##### Exercise material #####

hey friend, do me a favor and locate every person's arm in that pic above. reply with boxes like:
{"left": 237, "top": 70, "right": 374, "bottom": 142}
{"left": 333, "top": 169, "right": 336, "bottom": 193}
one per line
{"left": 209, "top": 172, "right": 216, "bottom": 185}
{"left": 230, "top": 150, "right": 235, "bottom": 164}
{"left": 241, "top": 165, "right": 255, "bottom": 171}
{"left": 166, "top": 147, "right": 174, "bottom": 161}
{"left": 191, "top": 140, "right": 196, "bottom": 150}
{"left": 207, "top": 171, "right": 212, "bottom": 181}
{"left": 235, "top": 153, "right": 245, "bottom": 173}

#####

_What you are asked to do_
After the last line, print all the entries once again, unchanged.

_Response below_
hey friend, do me a favor and locate every person's arm in that pic above. reply with boxes like:
{"left": 237, "top": 70, "right": 374, "bottom": 142}
{"left": 333, "top": 169, "right": 336, "bottom": 193}
one per line
{"left": 209, "top": 172, "right": 216, "bottom": 185}
{"left": 230, "top": 150, "right": 235, "bottom": 164}
{"left": 241, "top": 165, "right": 255, "bottom": 171}
{"left": 166, "top": 147, "right": 174, "bottom": 161}
{"left": 191, "top": 140, "right": 196, "bottom": 150}
{"left": 207, "top": 171, "right": 212, "bottom": 181}
{"left": 235, "top": 153, "right": 245, "bottom": 173}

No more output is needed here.